▸ **WHAT THE EXERCISE ASKS**
Retype, word for word, every line from the one holding "Annotate each instance of the red rose" through the one holding "Annotate each instance of the yellow" in the entries below, both included, and only those lines.

▸ **DATASET EXCERPTS**
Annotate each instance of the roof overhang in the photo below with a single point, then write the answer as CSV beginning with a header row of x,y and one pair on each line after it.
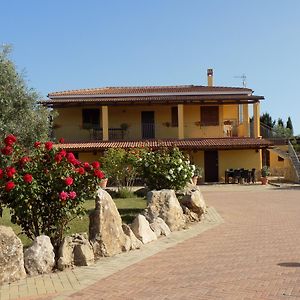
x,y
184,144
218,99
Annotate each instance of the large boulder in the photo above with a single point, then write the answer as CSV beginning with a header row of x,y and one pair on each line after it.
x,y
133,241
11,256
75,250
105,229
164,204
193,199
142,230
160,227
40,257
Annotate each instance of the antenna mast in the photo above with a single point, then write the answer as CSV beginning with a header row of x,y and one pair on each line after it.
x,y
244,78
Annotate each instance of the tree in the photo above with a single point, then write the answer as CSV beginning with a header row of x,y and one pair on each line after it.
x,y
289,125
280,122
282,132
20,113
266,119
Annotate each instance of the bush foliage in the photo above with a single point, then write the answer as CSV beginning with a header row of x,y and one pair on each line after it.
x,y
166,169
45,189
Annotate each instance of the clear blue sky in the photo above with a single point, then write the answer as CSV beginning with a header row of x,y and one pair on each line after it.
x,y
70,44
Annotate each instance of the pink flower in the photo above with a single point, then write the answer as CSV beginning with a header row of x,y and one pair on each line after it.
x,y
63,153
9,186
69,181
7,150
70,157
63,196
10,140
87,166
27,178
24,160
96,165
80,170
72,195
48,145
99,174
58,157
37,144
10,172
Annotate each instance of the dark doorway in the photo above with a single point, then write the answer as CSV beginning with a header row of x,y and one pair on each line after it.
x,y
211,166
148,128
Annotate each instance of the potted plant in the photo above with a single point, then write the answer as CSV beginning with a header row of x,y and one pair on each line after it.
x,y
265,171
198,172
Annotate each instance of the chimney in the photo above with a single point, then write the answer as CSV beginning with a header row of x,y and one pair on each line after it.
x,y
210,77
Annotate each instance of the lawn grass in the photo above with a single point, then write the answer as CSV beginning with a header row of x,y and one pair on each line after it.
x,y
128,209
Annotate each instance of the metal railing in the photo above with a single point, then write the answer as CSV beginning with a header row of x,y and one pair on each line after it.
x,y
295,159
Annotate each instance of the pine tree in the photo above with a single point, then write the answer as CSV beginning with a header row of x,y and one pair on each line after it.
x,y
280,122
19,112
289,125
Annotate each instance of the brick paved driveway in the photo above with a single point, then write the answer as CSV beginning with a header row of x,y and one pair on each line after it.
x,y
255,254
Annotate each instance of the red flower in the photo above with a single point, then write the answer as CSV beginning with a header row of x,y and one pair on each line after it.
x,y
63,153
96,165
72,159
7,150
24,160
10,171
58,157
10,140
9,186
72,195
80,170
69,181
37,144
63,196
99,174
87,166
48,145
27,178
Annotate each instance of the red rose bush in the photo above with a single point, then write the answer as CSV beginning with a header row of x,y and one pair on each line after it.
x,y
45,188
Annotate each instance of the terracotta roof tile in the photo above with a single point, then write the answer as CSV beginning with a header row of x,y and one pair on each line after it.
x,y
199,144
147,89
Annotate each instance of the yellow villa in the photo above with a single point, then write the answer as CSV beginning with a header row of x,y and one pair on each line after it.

--

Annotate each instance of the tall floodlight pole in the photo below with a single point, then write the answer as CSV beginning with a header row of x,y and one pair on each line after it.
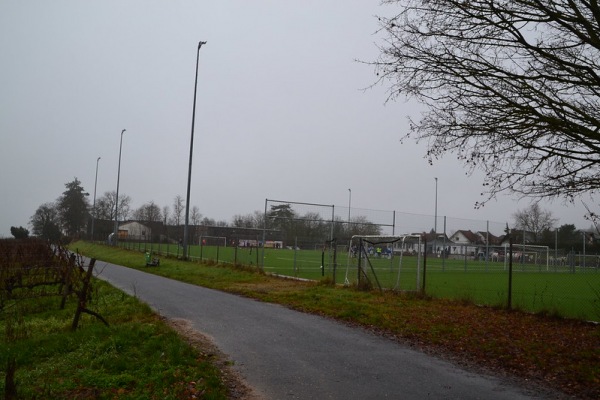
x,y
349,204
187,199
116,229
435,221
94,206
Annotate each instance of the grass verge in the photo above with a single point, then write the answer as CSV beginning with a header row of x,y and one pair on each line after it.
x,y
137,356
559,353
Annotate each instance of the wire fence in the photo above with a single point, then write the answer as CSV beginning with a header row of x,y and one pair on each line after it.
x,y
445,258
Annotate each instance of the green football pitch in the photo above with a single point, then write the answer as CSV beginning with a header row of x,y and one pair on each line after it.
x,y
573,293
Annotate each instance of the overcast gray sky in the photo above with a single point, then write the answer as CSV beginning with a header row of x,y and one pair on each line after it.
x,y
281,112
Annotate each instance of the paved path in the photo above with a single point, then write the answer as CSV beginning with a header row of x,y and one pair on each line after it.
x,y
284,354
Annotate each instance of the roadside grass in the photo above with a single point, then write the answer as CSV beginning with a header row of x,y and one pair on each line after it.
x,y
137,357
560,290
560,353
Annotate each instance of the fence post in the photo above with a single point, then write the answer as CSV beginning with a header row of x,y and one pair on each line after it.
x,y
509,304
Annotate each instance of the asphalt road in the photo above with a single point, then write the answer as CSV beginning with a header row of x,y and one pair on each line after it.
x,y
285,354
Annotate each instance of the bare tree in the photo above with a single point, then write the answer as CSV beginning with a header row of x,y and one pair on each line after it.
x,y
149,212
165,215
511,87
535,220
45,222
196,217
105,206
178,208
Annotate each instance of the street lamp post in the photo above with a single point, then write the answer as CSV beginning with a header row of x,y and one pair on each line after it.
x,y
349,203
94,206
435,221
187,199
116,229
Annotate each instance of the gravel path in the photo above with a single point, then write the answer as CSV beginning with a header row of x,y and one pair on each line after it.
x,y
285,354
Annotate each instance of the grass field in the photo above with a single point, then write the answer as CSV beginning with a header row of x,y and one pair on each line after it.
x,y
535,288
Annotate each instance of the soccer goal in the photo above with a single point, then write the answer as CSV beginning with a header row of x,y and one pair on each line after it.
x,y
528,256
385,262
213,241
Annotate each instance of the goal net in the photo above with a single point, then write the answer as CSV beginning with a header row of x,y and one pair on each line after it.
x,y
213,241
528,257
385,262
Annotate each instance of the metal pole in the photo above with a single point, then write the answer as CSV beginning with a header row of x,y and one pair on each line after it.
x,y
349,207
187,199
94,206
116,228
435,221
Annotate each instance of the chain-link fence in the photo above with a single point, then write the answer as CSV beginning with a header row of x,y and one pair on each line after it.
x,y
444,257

▸ **ANSWER**
Annotate each instance of the red rose bush in the photo above with a single point, then write the answer as CSV beginning with a header row of x,y and one pair on each line after it.
x,y
45,188
Annotate each instance of the terracotta roof tile in the photo above with a single point, then write the answer as CSV beginning with a header row of x,y and one pair on each line after it.
x,y
199,144
147,89
Annotate each instance of the yellow villa in the photo above with a single point, then write the answer as CSV beginning with a header row of x,y and one pair on each line after it.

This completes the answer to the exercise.